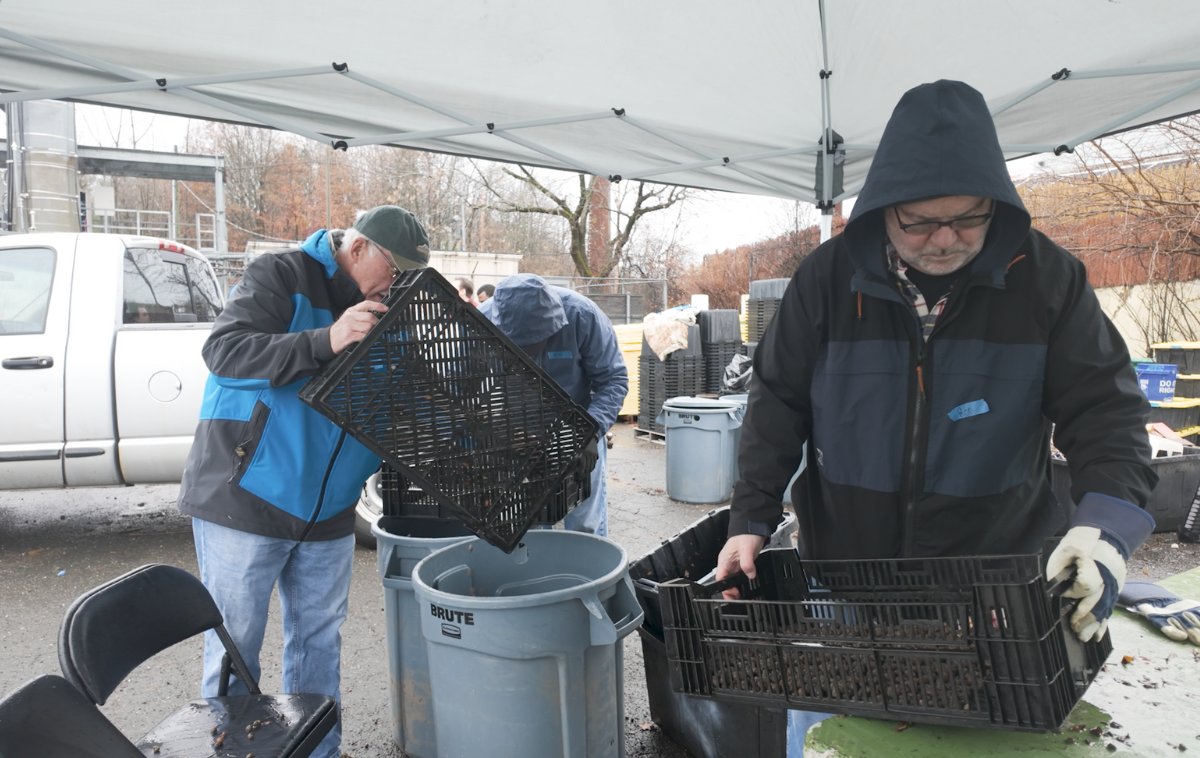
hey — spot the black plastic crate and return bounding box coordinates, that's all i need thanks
[748,278,789,300]
[1174,375,1200,398]
[1152,346,1200,374]
[378,461,589,525]
[699,310,743,343]
[628,506,797,758]
[638,350,705,433]
[300,267,599,552]
[638,629,786,758]
[1052,448,1200,532]
[703,341,743,394]
[1181,485,1200,542]
[1147,402,1200,432]
[747,299,780,343]
[659,546,1110,732]
[630,506,797,640]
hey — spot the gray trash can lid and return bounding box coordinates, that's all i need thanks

• Your task
All of the material above must be given again verbatim, except for the pictures.

• Answer to the exercise
hey — spot the black plastic crate and return bounding box coordinates, that's all i need thanks
[748,278,789,300]
[1174,375,1200,398]
[1152,346,1200,374]
[378,461,589,525]
[699,310,743,343]
[628,506,797,758]
[638,350,705,433]
[300,267,599,552]
[638,629,786,758]
[1052,448,1200,532]
[703,341,743,394]
[1181,485,1200,542]
[1147,402,1200,432]
[747,299,780,343]
[659,546,1110,732]
[630,506,797,640]
hey — spot the gray trash can lid and return bounding box coordinates, that's all i need thanks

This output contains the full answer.